• **Given problem A**: In the passage below about a life without kids, what decision does the writer say they might stay firm in?

• **Quoted text**:
-- -- --
All of this is fine, and great, and understandable. I’m not making this observation from some kind of bitter, jealous place. But it makes me wonder what my life will look like in five years, or ten years, or whenever. If I don’t meet someone, and stay firm in my decision to not have kids, what will my day-to-day reality be?

I think I’ve convinced myself that a life without kids has to be glamorous, has to be filled with travel and gorgeous apartments with art on every wall, has to basically be full of the stuff that is (not completely, but somewhat) not possible when you have kids. I can’t just not have kids, I have to have an amazing life that justifies not having them. That makes up for their absence. And I think that’s what makes me so panicky about the future – am I really going to stay in this job where I make no money, in this apartment shared with four people – is this the fabulous childless life I dreamed of?
-- -- --
• **Given problem B**: Please write out all the dataset rows below again, requests included, shifting every point coordinate in the answers by adding 33 to it. Leave the pictures out of your reply.

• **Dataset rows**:
-- -- --
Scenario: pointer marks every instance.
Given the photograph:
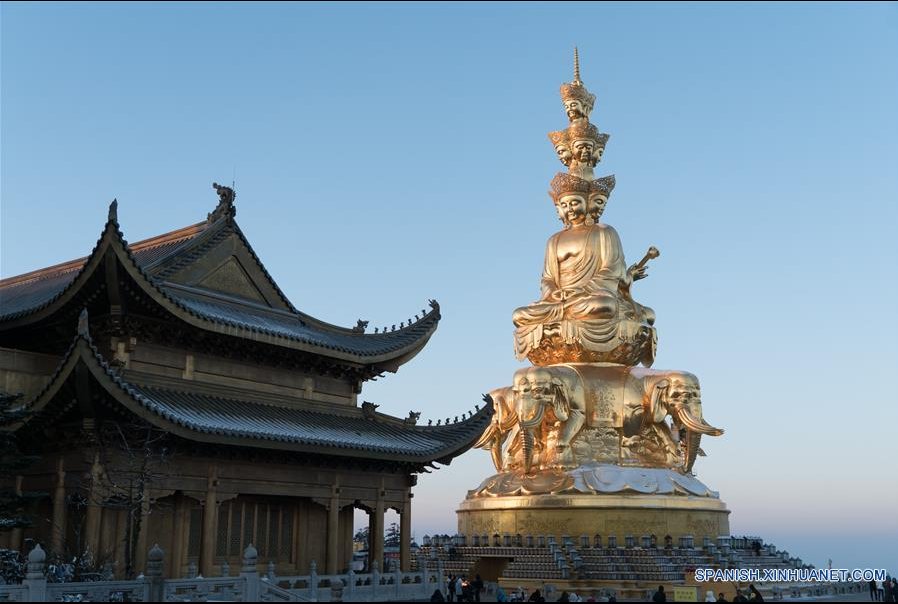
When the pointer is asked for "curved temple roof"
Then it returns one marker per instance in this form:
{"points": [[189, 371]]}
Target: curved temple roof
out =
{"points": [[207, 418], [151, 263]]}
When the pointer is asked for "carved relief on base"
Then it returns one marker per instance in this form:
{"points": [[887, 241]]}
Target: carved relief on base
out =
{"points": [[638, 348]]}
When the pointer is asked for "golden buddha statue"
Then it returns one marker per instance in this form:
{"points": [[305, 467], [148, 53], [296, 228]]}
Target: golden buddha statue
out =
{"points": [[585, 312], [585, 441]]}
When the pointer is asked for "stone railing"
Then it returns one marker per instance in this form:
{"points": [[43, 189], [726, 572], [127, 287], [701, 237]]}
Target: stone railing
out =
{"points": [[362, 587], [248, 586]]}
-- -- --
• **Exercise response A**: The decision to not have kids.

• **Exercise response B**:
Scenario: pointer marks every instance.
Given the photograph:
When the pointer is asked for "curved temple roof"
Then it returns one marker per instance in this form:
{"points": [[189, 371]]}
Target: curved temple roof
out =
{"points": [[240, 451], [184, 296]]}
When the pointer is asked for "carved relief on base"
Then it returns one marker per instance in this form:
{"points": [[887, 241]]}
Target: carved relief on base
out =
{"points": [[671, 381]]}
When the pointer is asked for "golden buddha statue"
Then it returns one marker per instance in this form:
{"points": [[305, 467], [148, 53], [296, 228]]}
Target: golden buddha statue
out =
{"points": [[618, 345], [618, 474]]}
When the pointer is asked for "stone railing"
Then it returns one marker per instance in this form:
{"points": [[43, 189], [726, 572], [127, 287], [701, 237]]}
Target: stone railing
out =
{"points": [[395, 620], [281, 619]]}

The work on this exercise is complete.